#### Text excerpt
===

So where’s the rub? The EIR role is not for everyone and stakes are high with investors’ money and people’s time as scarce resources. Couple this to a healthy dose of ambiguity and the intensity can amplify in the spotlight. There is no place to hide in the focused VC team culture. The playbook is different for each startup and the elongated business plan has been eclipsed by a return to principles of Science and Team-Team-Team as the motherhood and apple-pies of our industry.

===

#### Supplied information
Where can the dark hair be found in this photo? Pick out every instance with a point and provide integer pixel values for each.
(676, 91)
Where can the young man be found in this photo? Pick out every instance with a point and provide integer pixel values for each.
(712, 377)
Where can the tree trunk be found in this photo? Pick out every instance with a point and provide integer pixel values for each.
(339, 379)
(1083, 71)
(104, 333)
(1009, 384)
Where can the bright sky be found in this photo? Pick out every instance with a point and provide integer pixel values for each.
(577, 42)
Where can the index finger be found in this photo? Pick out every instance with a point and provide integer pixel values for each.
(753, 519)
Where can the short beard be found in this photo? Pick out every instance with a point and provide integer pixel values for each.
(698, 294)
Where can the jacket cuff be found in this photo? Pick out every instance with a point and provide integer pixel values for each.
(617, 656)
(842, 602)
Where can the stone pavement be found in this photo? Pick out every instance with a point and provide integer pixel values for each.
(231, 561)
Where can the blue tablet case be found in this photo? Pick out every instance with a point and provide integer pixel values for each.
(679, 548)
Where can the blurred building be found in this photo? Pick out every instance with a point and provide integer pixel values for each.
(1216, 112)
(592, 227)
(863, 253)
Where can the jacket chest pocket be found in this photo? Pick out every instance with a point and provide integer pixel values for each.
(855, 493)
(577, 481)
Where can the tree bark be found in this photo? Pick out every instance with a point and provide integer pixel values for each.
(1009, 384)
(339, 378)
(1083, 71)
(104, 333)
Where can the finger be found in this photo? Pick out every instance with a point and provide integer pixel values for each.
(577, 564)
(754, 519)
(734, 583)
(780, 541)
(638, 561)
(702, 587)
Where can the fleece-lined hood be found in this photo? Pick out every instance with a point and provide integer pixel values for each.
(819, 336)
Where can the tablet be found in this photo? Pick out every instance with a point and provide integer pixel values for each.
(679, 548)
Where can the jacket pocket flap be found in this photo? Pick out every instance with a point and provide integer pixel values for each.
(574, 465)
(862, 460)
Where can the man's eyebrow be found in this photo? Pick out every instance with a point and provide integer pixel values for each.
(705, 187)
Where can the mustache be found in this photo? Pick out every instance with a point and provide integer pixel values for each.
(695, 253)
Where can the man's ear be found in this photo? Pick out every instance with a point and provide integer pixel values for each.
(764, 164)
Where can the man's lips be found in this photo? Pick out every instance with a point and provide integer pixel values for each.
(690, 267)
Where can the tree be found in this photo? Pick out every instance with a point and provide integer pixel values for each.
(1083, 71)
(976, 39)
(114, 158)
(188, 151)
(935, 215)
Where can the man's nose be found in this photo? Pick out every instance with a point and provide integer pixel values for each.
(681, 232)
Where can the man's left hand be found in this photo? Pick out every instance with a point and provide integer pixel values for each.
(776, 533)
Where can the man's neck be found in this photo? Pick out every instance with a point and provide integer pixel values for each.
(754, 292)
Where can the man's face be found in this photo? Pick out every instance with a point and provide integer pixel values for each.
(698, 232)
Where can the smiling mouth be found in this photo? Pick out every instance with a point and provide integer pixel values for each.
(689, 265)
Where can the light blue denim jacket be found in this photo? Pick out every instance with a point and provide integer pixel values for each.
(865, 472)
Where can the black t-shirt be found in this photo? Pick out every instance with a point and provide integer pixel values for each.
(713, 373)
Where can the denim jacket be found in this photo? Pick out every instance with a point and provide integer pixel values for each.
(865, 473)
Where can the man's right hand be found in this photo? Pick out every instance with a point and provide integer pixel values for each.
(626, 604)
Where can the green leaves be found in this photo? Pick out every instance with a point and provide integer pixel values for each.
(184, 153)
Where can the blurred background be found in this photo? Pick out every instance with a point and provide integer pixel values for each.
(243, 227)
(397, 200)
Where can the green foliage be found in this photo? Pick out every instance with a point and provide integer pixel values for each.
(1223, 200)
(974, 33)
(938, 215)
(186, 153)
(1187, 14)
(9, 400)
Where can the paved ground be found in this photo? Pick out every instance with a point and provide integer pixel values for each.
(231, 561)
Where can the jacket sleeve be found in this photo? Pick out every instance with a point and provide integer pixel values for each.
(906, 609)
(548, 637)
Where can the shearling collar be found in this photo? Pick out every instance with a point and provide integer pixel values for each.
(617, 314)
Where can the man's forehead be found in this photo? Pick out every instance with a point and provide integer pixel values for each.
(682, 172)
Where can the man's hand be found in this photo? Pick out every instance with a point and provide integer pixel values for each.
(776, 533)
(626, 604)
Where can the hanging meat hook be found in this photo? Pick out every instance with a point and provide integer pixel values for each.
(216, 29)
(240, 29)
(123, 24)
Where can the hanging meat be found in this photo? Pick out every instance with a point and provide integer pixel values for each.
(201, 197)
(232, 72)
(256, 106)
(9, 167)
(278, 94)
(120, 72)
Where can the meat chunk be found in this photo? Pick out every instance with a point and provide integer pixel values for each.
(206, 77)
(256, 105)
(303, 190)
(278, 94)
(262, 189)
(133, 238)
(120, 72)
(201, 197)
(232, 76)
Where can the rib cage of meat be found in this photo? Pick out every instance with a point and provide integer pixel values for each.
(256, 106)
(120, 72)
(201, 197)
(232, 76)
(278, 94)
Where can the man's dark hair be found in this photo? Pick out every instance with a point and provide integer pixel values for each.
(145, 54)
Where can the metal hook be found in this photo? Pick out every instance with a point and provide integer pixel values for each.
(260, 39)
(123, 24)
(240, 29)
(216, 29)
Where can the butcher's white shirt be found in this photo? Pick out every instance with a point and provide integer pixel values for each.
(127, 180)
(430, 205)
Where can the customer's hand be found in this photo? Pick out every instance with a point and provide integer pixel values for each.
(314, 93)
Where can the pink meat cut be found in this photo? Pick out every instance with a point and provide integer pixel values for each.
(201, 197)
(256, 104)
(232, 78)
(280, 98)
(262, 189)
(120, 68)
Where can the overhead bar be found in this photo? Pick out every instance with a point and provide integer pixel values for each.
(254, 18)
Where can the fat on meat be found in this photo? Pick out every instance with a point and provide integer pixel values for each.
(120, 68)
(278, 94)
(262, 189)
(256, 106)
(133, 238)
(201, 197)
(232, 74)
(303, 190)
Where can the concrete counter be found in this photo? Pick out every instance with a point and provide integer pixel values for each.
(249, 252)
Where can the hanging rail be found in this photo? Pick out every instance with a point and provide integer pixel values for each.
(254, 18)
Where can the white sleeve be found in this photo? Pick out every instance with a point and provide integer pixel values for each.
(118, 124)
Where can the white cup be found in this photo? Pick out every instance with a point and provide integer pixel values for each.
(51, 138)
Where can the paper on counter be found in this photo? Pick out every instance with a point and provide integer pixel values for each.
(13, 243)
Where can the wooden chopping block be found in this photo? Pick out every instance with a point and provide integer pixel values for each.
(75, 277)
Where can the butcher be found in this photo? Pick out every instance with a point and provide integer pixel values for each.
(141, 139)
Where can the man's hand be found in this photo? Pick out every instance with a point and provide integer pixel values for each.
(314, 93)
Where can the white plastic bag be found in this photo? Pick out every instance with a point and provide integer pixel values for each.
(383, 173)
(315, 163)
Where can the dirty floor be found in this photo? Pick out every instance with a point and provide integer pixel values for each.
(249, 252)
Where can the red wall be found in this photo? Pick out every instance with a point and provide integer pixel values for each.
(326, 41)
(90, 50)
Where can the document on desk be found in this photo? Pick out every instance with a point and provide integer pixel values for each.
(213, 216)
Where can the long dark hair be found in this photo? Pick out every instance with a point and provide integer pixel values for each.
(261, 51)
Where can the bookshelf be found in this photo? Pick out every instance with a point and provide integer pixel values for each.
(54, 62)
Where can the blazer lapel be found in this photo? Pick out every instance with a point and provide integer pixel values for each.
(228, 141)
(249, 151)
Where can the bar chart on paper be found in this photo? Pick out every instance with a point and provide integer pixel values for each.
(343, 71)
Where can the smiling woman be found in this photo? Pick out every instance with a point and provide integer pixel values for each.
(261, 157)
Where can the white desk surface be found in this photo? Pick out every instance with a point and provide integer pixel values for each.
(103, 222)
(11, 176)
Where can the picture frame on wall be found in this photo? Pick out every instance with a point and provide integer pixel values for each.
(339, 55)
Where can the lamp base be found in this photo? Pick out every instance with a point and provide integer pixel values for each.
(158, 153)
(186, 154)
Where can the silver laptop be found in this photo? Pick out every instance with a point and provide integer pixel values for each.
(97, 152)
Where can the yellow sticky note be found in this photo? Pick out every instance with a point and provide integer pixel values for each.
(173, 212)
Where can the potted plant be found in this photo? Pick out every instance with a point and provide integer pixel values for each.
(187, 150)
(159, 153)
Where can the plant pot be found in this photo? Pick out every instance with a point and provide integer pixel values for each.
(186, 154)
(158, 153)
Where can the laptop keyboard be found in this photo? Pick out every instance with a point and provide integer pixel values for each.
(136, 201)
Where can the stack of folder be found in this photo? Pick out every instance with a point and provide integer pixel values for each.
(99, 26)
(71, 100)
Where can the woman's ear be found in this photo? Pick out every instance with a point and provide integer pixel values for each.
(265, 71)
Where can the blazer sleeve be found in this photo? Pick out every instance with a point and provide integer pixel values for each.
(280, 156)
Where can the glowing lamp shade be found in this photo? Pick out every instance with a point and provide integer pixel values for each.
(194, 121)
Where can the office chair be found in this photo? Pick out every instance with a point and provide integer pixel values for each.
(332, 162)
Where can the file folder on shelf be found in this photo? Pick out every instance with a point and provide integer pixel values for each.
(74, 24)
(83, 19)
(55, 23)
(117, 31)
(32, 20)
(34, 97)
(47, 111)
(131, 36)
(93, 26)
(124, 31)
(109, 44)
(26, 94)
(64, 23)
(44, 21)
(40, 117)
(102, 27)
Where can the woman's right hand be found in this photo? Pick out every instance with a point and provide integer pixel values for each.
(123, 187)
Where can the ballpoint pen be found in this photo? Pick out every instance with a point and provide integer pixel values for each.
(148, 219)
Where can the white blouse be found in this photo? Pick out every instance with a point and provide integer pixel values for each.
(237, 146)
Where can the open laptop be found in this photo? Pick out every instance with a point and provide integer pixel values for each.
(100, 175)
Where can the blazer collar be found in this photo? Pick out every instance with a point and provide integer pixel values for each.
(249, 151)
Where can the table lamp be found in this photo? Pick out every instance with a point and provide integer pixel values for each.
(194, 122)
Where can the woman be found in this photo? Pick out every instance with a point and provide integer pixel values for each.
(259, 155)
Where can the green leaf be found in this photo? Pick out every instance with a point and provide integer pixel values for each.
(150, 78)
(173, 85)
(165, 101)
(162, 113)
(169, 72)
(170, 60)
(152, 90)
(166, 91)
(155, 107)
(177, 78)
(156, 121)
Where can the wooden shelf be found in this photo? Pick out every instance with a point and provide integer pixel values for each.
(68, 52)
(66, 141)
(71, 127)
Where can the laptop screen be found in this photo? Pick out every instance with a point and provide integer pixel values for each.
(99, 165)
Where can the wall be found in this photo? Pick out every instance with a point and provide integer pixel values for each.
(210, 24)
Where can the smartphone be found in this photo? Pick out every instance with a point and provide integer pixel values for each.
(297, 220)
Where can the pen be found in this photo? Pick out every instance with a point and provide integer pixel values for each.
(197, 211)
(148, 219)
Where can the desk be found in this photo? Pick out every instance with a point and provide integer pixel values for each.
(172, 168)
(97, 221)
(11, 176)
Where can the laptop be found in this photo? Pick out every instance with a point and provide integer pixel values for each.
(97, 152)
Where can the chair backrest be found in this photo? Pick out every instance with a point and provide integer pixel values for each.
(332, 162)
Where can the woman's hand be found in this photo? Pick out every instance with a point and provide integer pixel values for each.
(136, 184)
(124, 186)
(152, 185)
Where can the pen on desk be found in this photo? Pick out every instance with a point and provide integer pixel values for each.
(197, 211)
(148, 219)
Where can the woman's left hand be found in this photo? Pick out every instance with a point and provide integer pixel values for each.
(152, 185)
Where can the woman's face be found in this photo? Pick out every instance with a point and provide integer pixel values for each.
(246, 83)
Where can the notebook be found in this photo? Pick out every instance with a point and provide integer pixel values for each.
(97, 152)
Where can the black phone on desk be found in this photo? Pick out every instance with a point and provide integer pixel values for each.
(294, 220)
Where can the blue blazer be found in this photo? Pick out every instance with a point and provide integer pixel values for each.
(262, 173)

===

#### Task instructions
1/ From the passage on the EIR role, list every word that contains an apostrophe.
2/ Write the next few sentences of the passage on the EIR role, picking up after its final sentence.

#### Answers below
1/ where’s, investors’, people’s

2/
Execution excellence and strong culture of innovation are alive and well in the early stage venture world. Having spent a rewarding decade in Pharma working in various scientific, clinical, business and strategic leadership roles, it felt right to be running with the Atlas team and working together on biotech company creation. The opportunity, including blog invitations, was not to be missed and staying on a focused path should make the next update here on the new company creation path an interesting story.
Many thanks to the EIRs, past and present, who contributed their ideas and discussed this post – George Vlasuk (Navitor), Kevin Pojasek (Quartet) and Stuart Chaffee (Atlas).